**TASK ITEM**
Search the records for the string "jacket". Copy each line where it occurs.

━━━━━━━━━━━━━━━━━━━━

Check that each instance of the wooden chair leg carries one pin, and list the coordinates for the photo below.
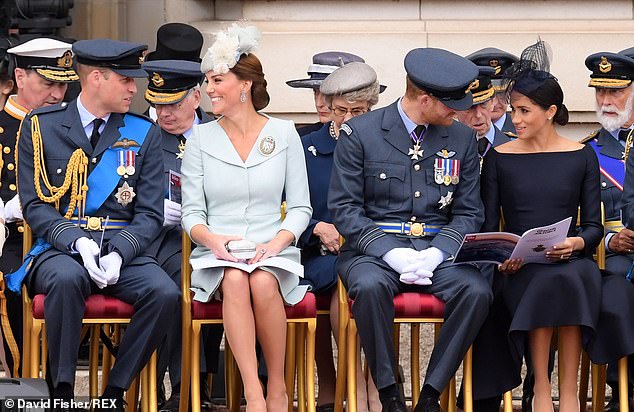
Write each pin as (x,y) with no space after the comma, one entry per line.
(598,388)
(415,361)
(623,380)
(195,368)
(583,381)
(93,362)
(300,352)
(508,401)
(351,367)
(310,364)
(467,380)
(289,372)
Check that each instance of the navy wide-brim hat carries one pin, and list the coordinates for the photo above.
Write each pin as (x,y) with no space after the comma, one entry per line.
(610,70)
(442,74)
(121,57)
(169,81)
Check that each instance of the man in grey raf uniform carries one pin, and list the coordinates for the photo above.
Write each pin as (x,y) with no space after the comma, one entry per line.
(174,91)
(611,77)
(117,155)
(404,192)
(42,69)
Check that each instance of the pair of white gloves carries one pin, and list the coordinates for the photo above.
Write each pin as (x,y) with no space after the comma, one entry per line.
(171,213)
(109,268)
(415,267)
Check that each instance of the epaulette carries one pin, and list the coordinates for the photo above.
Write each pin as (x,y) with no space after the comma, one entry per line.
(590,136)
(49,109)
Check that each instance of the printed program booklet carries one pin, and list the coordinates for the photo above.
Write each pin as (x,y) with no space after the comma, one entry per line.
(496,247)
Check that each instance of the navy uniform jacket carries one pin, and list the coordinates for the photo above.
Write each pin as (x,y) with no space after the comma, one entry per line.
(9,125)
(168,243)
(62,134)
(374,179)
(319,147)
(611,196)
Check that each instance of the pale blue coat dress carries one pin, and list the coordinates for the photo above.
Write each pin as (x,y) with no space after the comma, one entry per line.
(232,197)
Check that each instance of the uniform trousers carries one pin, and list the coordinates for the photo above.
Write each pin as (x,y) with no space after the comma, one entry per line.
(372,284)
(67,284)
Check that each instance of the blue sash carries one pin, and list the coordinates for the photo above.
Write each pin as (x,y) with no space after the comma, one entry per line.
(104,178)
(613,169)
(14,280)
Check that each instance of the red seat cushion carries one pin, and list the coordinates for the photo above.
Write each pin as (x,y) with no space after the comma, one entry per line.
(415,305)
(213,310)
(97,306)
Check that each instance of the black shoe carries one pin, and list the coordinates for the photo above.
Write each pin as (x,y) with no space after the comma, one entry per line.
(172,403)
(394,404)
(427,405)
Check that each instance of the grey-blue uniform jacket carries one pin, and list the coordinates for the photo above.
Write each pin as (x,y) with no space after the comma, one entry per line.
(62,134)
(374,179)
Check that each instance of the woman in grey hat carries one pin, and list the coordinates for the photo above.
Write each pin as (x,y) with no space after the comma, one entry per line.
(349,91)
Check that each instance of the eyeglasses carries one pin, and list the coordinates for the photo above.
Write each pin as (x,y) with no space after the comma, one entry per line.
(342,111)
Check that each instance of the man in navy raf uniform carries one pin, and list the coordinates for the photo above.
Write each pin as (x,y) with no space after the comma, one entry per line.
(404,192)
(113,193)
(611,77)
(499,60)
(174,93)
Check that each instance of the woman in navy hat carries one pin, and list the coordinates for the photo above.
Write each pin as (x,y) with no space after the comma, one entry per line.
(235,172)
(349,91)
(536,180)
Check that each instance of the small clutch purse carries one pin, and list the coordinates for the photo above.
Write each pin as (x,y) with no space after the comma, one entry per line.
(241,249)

━━━━━━━━━━━━━━━━━━━━

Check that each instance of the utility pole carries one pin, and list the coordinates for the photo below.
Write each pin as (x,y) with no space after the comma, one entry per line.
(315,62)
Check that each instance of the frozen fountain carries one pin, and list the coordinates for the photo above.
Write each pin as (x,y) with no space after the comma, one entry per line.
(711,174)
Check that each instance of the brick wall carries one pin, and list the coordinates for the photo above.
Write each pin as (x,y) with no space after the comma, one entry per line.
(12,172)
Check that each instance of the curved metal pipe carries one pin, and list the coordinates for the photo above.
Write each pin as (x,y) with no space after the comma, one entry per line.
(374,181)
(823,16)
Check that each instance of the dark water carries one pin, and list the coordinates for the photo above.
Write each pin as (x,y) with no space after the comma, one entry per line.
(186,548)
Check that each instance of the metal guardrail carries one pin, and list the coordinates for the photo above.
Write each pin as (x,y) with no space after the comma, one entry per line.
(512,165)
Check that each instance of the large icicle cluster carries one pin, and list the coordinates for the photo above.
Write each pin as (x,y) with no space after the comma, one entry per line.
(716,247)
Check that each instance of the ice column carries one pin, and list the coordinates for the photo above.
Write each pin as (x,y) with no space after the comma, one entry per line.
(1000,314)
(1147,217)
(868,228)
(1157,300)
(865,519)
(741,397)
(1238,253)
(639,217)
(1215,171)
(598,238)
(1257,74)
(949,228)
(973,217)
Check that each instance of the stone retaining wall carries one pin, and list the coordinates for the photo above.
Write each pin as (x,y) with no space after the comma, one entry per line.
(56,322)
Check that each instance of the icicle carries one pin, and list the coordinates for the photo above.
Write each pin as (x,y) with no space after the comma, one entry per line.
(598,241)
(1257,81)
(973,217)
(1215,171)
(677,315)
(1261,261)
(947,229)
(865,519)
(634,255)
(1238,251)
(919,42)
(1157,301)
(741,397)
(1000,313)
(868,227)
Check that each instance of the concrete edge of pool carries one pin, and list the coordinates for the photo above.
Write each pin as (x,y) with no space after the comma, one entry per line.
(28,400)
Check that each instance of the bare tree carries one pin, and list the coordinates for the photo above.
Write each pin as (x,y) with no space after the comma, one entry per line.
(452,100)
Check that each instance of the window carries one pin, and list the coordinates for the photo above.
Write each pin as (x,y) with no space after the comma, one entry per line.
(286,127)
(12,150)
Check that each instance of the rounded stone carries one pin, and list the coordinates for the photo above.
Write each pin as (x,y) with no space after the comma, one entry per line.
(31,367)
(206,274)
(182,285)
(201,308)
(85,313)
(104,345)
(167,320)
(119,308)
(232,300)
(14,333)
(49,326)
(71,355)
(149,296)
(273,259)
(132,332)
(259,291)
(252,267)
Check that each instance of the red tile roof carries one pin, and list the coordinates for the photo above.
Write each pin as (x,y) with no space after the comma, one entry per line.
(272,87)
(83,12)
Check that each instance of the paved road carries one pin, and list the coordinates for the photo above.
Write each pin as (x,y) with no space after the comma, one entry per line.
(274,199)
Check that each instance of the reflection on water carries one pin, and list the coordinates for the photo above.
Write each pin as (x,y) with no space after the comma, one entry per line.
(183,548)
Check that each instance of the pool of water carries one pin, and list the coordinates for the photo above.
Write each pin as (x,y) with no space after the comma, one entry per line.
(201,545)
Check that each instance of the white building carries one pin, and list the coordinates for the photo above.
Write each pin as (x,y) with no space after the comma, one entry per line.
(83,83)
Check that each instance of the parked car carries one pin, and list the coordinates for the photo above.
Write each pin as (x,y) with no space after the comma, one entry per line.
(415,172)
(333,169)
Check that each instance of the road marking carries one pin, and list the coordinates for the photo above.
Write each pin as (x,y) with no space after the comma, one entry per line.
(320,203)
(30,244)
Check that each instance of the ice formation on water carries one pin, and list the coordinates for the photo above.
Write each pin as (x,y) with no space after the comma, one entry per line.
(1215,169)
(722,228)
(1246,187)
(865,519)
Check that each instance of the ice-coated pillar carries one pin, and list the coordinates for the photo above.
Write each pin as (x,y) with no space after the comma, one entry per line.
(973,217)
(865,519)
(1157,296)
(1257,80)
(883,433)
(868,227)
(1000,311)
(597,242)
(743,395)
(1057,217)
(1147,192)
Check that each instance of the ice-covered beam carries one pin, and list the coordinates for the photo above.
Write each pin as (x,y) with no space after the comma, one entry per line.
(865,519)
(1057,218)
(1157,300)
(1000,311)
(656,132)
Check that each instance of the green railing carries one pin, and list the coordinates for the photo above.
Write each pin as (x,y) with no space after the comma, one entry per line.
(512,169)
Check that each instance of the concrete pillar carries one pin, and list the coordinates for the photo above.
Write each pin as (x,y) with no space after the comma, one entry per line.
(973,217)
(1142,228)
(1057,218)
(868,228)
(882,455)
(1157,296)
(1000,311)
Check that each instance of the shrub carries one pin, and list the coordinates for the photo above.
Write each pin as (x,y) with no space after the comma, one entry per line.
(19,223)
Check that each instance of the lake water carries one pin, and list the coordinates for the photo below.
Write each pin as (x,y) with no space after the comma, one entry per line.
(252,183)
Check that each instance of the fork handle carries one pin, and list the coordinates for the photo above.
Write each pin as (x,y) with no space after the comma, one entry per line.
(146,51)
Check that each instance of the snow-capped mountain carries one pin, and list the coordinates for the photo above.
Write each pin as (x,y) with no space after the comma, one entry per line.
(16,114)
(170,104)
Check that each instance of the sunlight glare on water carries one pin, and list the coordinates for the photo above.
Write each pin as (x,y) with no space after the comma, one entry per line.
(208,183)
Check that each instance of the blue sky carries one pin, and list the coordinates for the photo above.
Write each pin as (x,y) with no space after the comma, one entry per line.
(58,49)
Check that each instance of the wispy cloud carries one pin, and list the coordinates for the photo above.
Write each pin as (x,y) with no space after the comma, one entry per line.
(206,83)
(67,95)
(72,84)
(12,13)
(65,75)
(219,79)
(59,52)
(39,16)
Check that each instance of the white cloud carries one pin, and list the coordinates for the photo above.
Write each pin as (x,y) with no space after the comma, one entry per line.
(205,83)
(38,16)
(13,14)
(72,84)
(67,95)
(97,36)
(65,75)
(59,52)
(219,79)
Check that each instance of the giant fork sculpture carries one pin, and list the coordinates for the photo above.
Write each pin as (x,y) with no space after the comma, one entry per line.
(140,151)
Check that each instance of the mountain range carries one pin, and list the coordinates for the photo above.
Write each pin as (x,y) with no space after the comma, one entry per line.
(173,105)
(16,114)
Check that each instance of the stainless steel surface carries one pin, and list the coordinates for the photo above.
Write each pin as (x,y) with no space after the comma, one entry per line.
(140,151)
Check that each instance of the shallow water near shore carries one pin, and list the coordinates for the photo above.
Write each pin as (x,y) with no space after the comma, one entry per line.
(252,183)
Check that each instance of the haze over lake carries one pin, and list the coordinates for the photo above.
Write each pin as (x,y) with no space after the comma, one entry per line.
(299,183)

━━━━━━━━━━━━━━━━━━━━

**SOLUTION TO THE PROBLEM**
Check that each instance of the navy uniform jacket carries one pin, and list the coordinates for the photo above.
Check that each instance of the grey-blue uniform jacket carries one pin, and list the coordinates for the photo above.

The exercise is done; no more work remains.